__Your goal__
Keeping each line exactly as it is, output all of the records.

:: Extracted records

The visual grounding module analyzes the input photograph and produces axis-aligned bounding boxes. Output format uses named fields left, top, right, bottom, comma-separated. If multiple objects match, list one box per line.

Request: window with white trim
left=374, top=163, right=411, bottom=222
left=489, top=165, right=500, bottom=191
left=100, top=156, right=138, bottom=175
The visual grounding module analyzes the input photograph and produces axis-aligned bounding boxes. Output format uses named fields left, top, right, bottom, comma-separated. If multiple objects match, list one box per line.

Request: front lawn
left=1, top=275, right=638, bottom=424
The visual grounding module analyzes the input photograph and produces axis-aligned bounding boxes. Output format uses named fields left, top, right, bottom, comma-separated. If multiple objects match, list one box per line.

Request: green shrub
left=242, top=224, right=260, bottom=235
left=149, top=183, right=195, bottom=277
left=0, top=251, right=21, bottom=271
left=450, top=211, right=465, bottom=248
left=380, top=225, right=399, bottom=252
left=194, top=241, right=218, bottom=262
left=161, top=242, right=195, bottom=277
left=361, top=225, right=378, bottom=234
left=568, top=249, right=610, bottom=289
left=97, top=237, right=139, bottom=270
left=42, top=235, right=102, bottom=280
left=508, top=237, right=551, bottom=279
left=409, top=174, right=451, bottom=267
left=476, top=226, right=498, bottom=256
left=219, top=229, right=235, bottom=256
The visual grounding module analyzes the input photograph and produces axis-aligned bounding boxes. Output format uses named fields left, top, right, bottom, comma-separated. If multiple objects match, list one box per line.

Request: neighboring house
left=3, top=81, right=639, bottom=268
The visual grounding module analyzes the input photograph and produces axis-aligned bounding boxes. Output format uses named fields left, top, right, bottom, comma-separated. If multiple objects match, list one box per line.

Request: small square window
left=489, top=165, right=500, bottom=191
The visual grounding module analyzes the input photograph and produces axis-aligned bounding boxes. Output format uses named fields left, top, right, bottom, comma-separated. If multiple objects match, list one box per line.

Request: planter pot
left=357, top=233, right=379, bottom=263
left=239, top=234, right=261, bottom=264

::::

__Solution to the problem__
The visual grounding module analyzes the input photograph and produces axis-aligned bounding boxes. Output format uses named fields left, top, right, bottom, comma-separated. If multiple objects match, list one box per line.

Request: window with white trim
left=374, top=163, right=411, bottom=222
left=489, top=165, right=500, bottom=191
left=100, top=156, right=138, bottom=175
The visual grounding module analyzes the input photograph and produces axis-aligned bounding boxes. Output format uses named fields left, top, right, bottom, comma-separated. If multiple objects match, list one box per line.

Request: front lawn
left=1, top=275, right=638, bottom=424
The visual grounding module analyzes the input photograph and produces axis-aligned bounding boxes. Output format uses named fields left, top, right, bottom, comma-separated. If multiple objects match, list one box per line.

Request: green shrub
left=242, top=224, right=260, bottom=235
left=149, top=183, right=195, bottom=277
left=0, top=251, right=21, bottom=271
left=450, top=211, right=465, bottom=248
left=380, top=225, right=399, bottom=252
left=194, top=241, right=218, bottom=262
left=161, top=242, right=195, bottom=277
left=361, top=225, right=378, bottom=234
left=568, top=249, right=610, bottom=289
left=97, top=237, right=139, bottom=270
left=42, top=235, right=102, bottom=280
left=508, top=237, right=551, bottom=279
left=409, top=174, right=451, bottom=267
left=476, top=226, right=498, bottom=256
left=219, top=229, right=235, bottom=256
The visual grounding module analyzes the input photograph and produces axis-aligned bounding boxes. Output format uses named fields left, top, right, bottom, comma-separated. If multiple objects match, list one box per line.

Request: neighboring house
left=3, top=81, right=639, bottom=268
The visual grounding module analyzes the input photograph and produces axis-aligned bounding boxes. Output format uses named fields left, top, right, bottom, comma-separated. If multiple objects match, list one box per line.

Request: small square window
left=489, top=165, right=500, bottom=191
The visual grounding module analyzes the input photograph and produces axis-aligned bounding boxes. Output format uses named fields left, top, right, bottom, comma-separated. If multiple objects match, list one box per line.

Request: planter pot
left=357, top=233, right=379, bottom=263
left=239, top=234, right=261, bottom=264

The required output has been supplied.